*** GIVEN DATA ***
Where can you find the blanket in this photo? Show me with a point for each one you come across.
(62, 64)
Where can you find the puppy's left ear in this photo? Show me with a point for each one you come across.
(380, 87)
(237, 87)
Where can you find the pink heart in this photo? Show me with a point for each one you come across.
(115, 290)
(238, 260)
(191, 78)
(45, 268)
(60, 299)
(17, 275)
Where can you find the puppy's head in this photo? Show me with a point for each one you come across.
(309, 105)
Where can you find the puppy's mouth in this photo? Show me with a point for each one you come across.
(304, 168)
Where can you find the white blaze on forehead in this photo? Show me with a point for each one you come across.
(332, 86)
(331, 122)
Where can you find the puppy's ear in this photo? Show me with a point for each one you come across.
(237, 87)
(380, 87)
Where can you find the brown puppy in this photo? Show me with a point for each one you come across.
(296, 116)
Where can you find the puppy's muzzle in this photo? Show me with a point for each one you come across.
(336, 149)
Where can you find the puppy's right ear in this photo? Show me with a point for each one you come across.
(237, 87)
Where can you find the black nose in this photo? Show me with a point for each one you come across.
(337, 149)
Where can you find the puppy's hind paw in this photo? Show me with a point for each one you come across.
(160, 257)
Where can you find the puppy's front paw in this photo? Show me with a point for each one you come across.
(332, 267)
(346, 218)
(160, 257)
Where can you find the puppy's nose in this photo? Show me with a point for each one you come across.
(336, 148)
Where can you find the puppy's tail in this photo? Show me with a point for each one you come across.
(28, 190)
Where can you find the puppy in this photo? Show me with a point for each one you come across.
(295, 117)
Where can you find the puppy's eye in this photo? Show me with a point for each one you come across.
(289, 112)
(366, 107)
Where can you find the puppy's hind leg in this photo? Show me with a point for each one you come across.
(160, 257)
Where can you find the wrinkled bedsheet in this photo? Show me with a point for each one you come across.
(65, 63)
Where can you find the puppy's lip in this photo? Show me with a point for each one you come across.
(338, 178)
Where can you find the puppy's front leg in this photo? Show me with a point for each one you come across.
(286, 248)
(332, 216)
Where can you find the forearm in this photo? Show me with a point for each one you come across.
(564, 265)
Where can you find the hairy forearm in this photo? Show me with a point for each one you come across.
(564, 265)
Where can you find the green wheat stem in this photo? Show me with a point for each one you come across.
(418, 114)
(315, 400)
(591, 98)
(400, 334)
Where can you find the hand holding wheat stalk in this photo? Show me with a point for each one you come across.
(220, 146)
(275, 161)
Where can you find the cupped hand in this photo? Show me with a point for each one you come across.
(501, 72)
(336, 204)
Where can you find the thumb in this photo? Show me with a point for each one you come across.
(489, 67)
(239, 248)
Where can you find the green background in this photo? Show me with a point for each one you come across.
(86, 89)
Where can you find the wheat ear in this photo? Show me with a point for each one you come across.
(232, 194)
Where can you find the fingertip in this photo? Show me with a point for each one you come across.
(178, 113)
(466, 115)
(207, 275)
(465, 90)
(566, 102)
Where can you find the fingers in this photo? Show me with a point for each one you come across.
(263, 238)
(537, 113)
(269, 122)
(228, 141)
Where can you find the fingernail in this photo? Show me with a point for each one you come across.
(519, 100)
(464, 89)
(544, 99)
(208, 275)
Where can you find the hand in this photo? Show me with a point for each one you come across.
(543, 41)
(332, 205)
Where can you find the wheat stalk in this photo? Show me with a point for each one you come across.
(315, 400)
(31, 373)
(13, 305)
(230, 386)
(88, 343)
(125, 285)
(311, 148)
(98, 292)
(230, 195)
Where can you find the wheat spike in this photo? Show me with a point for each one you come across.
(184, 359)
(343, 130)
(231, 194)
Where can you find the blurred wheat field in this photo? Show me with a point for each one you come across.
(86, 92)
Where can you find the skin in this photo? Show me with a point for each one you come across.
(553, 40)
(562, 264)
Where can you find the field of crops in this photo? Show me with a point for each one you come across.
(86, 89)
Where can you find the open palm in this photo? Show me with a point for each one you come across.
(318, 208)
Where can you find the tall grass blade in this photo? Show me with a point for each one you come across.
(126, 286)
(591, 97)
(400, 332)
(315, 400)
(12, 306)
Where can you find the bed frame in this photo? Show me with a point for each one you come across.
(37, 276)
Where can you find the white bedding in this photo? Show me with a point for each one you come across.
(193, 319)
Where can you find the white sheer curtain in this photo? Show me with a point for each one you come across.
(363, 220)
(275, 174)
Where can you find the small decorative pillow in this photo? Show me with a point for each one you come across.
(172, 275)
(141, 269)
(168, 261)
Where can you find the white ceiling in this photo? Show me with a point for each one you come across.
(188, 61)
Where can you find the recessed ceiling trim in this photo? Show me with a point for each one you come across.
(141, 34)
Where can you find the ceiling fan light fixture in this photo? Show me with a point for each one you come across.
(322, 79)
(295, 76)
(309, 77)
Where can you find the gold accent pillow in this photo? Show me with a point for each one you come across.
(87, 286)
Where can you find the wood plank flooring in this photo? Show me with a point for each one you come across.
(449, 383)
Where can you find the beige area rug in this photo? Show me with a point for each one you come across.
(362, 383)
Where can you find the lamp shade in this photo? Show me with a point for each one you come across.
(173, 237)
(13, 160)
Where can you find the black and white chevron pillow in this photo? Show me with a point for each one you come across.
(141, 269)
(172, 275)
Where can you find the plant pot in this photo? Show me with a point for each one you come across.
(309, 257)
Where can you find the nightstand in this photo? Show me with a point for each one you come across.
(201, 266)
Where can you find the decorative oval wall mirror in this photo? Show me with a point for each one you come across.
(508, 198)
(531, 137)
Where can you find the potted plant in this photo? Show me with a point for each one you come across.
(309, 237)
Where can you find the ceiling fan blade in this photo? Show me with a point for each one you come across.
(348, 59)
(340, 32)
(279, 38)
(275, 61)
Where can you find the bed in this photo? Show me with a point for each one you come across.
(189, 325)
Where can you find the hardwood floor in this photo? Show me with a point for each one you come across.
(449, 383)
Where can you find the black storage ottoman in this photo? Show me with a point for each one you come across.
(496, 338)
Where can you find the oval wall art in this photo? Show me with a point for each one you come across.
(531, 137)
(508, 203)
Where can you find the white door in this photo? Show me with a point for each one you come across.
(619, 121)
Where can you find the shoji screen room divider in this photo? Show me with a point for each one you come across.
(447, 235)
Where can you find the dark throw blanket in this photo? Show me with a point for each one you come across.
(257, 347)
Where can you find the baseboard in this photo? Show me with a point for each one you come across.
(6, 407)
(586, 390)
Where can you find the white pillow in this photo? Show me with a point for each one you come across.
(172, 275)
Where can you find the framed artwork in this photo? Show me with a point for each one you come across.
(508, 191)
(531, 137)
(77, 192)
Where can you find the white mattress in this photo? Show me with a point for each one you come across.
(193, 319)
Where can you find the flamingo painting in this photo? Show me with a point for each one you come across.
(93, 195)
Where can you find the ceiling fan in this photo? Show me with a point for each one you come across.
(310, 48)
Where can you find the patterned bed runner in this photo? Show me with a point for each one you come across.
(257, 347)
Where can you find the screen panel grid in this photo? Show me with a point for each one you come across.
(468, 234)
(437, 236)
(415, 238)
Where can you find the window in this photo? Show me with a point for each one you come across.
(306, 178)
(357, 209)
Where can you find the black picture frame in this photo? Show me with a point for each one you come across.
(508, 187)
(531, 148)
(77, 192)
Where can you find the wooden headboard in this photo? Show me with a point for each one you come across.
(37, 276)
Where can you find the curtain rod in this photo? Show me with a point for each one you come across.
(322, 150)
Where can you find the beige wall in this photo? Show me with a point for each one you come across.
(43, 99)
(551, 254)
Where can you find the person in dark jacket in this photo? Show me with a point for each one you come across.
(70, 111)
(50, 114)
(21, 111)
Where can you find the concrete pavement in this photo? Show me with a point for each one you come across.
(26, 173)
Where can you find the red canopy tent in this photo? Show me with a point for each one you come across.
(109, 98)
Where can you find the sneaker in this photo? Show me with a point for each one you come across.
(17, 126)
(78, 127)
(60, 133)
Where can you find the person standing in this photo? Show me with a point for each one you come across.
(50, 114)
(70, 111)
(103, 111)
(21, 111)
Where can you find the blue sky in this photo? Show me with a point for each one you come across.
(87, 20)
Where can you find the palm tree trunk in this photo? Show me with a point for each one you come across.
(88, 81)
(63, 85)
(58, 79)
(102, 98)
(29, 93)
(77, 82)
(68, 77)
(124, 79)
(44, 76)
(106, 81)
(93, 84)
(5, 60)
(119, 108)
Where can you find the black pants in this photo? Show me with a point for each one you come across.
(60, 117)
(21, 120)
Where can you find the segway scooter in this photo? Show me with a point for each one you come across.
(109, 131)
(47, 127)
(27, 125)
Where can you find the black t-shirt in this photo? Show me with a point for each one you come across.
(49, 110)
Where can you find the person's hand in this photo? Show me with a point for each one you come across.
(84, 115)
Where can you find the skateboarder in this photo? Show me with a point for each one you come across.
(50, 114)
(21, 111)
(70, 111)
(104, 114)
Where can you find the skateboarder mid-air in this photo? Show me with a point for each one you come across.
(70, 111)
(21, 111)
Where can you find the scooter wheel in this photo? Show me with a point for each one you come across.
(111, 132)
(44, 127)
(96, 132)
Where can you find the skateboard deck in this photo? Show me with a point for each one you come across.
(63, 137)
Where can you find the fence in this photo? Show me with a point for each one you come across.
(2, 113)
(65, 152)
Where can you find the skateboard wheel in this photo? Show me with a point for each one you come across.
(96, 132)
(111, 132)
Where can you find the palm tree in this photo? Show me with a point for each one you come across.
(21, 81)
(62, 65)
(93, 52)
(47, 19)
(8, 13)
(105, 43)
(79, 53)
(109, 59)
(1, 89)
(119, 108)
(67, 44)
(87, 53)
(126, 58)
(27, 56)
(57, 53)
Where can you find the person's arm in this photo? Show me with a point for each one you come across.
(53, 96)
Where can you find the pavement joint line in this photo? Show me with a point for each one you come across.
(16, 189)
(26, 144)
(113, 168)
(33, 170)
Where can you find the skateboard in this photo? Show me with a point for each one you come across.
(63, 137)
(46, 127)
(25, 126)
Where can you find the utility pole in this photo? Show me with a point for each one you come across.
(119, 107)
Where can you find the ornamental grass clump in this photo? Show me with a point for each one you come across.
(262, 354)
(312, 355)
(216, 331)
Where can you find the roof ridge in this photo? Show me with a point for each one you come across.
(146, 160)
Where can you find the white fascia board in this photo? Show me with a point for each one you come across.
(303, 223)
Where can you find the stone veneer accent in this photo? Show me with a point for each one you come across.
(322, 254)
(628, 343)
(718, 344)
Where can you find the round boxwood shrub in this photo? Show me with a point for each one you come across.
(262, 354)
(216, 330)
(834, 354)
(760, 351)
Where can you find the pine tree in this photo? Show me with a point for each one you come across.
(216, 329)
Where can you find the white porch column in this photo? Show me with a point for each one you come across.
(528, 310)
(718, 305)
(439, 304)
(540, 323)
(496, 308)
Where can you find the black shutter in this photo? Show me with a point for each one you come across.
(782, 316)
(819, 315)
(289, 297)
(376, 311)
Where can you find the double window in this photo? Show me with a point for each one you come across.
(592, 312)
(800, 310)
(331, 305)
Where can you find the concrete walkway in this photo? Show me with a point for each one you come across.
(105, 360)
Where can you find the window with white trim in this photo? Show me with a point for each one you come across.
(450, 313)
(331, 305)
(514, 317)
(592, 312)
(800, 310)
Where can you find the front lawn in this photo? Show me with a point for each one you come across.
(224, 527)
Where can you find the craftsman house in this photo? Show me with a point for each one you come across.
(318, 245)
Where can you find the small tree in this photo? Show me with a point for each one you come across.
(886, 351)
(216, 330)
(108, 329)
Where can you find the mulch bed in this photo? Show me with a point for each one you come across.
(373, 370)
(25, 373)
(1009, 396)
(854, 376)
*** End of GIVEN DATA ***
◆ ASSIGNMENT:
Copying begins at the line that holds "Where can you find the concrete walkway" and ends at the last line of the data above, with both included and each line kept exactly.

◆ OUTPUT FOR THIS EXERCISE:
Where can you find the concrete walkway in this photo? Show me with a point for each one you come across.
(105, 360)
Where can you find the window with white trim in this photo? Show me with a point for each one you come across.
(450, 313)
(331, 305)
(514, 317)
(592, 312)
(800, 310)
Where can you find the front lawn in this photo? Show me with a point for each one you come across.
(224, 527)
Where can you find the craftsman house in this photo? Show me with a point for each one you come across.
(318, 245)
Where can you find the small tree in this photo? Show me with a point for each one you come across.
(886, 351)
(216, 330)
(108, 329)
Where can you find the mulch bed in this photo? Show me with a point for each one you come across.
(373, 370)
(25, 373)
(1009, 396)
(854, 376)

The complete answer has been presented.